Reading passage —
------------------------

AUSTIN - The following statement can be attributed to Texas Railroad Commissioner David Porter on the U.S. Fish and Wildlife Service’s decision to list the Lesser Prairie Chicken as threatened under the Endangered Species Act.
“I am extremely disappointed in the U.S. Fish and Wildlife Service’s (USFWS) decision to list the Lesser Prairie Chicken as threatened under the Endangered Species Act. It appears the federal agency has been influenced heavily by the environmentalist agenda, which has very little to do with preservation of this species and more with the eradication of the oil and gas industry. Unfortunately, this is another prime example of how the Endangered Species Act is seldom used for its intended purposes, but is being used as a political tool in the Obama administration’s war on fossil fuels.
While the USFWS did include a special rule that will hopefully limit the regulatory impacts on oil and gas activity, I believe it still has the potential to be incredibly detrimental to energy production. As Texas Railroad Commissioner, I vow to continue to fight federal intervention in our state, the number one energy producing state in the nation."
Fish and Wildlife Services
Below is a press release from the Fish and Wildlife Services, issued on March 27.

------------------------

Given request 1 —
Answer these questions using the statement on the Lesser Prairie Chicken listing:
(a) Under which federal law did the U.S. Fish and Wildlife Service list the Lesser Prairie Chicken as threatened?
(b) What did the agency include that the commissioner hopes will limit regulatory impacts on oil and gas activity?
(c) On what date was the Fish and Wildlife Services press release issued?
Given request 2 — Resume the statement on the Lesser Prairie Chicken listing, picking up right after its final sentence.
The entries that come next have no connection to the statement on the Lesser Prairie Chicken listing.

Point labeling examples:
------------------------

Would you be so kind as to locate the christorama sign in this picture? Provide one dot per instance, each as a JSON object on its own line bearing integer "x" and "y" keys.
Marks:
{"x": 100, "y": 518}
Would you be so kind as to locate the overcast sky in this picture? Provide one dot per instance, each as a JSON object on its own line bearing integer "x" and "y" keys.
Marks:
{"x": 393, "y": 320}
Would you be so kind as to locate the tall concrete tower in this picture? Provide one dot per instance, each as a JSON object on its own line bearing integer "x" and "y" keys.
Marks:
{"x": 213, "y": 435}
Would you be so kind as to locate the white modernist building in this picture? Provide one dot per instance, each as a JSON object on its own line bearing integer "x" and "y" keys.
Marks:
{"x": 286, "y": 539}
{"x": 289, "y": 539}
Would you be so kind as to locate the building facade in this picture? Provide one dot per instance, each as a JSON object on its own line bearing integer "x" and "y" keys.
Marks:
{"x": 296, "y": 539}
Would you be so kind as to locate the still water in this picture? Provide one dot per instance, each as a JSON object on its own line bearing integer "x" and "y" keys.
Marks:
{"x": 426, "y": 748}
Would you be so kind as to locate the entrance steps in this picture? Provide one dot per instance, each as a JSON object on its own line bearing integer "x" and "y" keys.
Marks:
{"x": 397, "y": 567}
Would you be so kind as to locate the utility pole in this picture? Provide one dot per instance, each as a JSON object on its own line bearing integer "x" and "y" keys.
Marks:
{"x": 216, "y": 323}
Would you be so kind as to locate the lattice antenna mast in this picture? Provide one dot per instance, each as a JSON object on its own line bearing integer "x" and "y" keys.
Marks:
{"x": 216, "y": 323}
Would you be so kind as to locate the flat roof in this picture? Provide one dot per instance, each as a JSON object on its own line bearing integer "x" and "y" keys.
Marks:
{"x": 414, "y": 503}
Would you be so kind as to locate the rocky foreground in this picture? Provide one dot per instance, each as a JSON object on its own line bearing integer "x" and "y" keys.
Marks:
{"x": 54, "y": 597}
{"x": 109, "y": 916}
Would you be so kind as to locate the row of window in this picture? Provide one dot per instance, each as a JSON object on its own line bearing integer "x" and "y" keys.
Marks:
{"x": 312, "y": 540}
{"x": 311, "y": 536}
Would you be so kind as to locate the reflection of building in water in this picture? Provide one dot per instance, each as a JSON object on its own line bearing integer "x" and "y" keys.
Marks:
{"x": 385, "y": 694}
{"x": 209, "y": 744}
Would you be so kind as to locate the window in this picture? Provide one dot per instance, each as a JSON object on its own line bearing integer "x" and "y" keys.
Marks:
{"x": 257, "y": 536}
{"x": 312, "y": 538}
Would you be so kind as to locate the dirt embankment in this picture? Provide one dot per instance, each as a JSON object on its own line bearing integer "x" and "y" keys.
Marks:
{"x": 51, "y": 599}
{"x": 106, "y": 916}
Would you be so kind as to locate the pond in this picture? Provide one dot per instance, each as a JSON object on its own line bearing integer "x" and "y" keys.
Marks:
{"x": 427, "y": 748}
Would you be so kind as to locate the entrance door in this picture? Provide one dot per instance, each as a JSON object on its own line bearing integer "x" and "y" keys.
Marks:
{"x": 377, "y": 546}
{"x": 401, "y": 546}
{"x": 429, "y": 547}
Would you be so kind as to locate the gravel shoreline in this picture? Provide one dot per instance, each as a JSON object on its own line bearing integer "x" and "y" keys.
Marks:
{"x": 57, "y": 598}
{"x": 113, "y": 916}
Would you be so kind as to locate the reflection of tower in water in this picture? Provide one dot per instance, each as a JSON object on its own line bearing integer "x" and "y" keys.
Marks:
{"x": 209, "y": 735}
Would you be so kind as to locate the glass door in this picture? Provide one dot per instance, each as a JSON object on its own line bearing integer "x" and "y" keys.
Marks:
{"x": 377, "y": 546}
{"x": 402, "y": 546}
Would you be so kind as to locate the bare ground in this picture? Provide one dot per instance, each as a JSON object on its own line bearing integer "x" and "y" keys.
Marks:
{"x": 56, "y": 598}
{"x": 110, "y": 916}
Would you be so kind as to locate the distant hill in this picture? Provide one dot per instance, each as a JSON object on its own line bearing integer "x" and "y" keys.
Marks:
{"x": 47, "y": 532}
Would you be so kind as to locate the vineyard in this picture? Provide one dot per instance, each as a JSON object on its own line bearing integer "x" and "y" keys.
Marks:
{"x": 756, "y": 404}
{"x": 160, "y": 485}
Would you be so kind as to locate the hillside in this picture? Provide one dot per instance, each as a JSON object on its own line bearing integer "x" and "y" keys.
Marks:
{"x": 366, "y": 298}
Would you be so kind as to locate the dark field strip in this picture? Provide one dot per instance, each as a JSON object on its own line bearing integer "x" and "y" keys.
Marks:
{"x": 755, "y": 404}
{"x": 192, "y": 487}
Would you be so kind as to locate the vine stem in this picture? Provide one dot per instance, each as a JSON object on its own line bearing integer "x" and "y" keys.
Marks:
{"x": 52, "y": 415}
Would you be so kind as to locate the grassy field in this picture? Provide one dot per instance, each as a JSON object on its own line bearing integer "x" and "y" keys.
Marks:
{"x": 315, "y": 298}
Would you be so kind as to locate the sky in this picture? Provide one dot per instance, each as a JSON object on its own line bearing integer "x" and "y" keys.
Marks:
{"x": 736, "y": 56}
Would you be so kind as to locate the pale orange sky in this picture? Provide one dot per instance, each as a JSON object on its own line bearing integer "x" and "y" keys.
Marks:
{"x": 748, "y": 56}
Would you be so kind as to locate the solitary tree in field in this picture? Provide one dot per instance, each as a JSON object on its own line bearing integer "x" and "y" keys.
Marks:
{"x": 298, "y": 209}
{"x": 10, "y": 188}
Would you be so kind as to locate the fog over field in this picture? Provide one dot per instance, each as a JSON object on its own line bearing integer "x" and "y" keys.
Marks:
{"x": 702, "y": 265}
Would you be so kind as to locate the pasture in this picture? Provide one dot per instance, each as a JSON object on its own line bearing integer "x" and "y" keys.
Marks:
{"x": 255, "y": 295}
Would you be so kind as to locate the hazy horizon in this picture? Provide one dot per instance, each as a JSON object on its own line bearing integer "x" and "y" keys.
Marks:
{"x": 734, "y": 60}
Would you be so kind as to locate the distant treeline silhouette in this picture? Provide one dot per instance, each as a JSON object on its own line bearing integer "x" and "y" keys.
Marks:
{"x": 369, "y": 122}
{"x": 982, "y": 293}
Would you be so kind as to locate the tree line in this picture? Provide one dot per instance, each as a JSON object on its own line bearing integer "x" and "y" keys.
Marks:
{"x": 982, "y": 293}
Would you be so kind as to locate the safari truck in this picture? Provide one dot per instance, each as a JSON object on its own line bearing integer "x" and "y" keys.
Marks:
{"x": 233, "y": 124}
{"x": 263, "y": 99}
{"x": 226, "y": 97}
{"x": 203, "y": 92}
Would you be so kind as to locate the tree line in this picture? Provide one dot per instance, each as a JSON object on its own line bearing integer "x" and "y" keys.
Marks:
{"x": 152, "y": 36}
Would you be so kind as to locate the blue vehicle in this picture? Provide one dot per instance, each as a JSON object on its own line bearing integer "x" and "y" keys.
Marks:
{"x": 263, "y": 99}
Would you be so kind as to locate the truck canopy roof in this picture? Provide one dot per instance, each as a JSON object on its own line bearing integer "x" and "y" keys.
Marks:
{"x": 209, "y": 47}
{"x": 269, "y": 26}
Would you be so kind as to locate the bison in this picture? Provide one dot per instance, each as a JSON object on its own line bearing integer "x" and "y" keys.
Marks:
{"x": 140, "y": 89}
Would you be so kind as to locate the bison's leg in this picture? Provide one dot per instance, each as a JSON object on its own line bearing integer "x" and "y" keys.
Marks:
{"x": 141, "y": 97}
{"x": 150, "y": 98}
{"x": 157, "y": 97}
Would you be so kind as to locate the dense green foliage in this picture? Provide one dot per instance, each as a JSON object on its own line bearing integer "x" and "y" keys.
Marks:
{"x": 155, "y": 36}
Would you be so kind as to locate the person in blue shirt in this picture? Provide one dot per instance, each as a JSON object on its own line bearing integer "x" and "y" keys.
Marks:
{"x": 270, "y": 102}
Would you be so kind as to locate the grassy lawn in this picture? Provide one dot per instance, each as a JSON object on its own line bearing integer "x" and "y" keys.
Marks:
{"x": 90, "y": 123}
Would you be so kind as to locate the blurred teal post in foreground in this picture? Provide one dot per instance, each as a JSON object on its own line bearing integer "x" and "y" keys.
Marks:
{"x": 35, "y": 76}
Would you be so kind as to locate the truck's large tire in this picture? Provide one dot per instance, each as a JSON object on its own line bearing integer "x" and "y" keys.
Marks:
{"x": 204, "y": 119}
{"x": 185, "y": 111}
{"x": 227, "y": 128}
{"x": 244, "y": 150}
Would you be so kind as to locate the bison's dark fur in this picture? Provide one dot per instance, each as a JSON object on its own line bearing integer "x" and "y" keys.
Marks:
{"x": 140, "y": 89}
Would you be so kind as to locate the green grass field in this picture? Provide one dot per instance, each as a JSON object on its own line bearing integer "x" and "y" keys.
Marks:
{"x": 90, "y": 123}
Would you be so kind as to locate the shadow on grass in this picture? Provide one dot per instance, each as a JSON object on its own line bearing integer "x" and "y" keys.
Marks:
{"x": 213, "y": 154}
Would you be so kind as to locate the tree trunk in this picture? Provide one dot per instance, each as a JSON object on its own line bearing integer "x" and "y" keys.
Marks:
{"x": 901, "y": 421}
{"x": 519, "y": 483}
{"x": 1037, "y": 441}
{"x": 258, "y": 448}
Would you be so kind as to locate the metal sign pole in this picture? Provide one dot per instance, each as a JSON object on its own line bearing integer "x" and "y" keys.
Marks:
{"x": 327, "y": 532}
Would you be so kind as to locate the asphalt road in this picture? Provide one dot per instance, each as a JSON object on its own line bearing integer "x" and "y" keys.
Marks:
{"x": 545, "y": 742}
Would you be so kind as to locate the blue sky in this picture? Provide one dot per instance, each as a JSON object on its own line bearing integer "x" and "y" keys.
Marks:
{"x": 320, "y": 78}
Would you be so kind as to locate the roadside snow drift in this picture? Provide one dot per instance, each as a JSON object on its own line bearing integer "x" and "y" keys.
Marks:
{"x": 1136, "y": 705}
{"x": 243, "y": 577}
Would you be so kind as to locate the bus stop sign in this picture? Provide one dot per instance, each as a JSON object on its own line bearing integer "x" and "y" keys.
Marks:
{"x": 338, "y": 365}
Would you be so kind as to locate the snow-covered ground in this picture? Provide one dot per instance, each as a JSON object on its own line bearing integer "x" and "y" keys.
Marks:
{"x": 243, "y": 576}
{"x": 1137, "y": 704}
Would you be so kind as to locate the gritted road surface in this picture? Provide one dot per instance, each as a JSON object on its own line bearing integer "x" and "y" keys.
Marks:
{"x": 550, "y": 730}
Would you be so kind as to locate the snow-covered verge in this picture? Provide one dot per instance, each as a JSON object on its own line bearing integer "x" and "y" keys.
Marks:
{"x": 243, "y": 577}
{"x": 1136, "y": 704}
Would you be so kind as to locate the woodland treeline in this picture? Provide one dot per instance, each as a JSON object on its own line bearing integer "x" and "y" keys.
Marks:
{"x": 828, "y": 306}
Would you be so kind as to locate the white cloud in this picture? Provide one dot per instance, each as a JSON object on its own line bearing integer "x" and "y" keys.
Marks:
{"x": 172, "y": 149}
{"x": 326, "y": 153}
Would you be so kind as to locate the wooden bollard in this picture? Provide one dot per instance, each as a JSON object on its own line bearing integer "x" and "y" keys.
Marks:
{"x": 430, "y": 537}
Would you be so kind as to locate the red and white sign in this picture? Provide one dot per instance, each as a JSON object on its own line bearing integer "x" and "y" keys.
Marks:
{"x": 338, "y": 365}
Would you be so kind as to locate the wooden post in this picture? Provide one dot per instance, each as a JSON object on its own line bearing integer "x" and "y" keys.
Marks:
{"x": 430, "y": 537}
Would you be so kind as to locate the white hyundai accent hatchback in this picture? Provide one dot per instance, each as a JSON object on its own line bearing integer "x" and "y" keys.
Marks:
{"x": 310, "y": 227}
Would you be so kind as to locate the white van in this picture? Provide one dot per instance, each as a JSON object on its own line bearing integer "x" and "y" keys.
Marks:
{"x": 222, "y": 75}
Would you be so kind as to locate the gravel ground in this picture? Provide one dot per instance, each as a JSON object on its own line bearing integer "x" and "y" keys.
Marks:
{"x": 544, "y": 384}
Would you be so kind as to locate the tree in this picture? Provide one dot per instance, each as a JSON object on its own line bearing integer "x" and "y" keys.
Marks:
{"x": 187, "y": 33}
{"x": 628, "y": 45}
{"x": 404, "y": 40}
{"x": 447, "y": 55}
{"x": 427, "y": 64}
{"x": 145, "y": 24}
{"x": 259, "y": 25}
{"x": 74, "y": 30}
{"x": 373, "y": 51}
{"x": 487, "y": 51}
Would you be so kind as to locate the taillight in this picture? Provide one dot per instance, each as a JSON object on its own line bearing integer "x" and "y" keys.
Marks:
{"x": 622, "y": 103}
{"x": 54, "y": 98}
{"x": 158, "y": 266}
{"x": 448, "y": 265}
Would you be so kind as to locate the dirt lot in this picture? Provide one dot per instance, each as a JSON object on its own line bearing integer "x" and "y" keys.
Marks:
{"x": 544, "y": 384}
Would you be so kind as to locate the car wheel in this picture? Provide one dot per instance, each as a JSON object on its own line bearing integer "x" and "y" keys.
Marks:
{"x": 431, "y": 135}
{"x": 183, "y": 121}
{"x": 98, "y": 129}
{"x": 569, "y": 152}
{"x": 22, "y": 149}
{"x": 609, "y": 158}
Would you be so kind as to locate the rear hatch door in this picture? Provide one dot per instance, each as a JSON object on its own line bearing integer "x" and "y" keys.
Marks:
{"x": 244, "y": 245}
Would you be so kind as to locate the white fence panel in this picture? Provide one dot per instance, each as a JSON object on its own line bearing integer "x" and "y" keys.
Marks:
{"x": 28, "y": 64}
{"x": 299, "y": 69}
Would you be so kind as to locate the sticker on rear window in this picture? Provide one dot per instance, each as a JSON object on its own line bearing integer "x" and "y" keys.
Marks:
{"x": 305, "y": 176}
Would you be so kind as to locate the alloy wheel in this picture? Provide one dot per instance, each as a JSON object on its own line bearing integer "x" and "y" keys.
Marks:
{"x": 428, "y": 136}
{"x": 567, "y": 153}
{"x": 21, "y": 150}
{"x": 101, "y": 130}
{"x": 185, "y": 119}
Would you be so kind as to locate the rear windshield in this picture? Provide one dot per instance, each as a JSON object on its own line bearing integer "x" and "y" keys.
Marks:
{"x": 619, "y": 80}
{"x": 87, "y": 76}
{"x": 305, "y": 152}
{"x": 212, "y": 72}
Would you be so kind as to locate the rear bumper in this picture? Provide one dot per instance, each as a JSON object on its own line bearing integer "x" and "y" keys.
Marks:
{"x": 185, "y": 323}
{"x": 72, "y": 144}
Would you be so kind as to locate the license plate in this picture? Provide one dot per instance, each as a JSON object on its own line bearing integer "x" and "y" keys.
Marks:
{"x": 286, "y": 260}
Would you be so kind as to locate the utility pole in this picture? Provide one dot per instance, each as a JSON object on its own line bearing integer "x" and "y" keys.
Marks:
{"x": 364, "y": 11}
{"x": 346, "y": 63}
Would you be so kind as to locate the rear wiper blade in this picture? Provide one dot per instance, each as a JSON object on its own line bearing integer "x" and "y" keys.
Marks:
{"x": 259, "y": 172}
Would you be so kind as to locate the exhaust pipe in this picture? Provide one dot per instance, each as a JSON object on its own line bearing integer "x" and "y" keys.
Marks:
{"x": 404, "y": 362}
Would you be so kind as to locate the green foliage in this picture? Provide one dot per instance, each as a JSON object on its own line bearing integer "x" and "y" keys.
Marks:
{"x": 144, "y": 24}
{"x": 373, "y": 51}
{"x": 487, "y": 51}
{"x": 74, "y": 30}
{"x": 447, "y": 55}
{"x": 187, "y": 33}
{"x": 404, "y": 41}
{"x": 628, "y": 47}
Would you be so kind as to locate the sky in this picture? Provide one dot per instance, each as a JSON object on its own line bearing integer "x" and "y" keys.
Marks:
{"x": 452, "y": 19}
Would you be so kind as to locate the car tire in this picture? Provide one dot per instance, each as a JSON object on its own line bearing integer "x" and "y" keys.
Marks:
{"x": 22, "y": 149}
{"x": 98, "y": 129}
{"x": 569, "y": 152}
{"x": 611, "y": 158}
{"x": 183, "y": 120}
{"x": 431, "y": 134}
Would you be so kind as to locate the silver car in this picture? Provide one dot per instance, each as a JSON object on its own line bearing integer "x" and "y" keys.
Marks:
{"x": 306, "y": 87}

------------------------

Expected output 1 —
(a) The Endangered Species Act
(b) A special rule
(c) March 27

Expected output 2 —
In response to the rapid and severe decline of the lesser prairie-chicken, the U.S. Fish and Wildlife Service today announced the final listing of the species as threatened under the Endangered Species Act (ESA), as well as a final special rule under section 4(d) of the ESA that will limit regulatory impacts on landowners and businesses from this listing. Under the law, a “threatened” listing means the species is likely to become in danger of extinction within the foreseeable future; it is a step below “endangered” under the ESA and allows for more flexibility in how the Act’s protections are implemented.
In recognition of the significant and ongoing efforts of states and landowners to conserve the lesser prairie-chicken, this unprecedented use of a special 4(d) rule will allow the five range states to continue to manage conservation efforts for the species and avoid further regulation of activities such as oil and gas development and utility line maintenance that are covered under the Western Association of Fish and Wildlife Agencies’ (WAFWA) range-wide conservation plan. This range-wide conservation plan was developed by state wildlife agency experts in 2013 with input from a wide variety of stakeholders. The special rule also establishes that conservation practices carried out through the USDA’s Natural Resources Conservation Service’s Lesser Prairie-Chicken Initiative and through ongoing normal agricultural practices on existing cultivated land are all in compliance with the ESA and not subject to further regulation.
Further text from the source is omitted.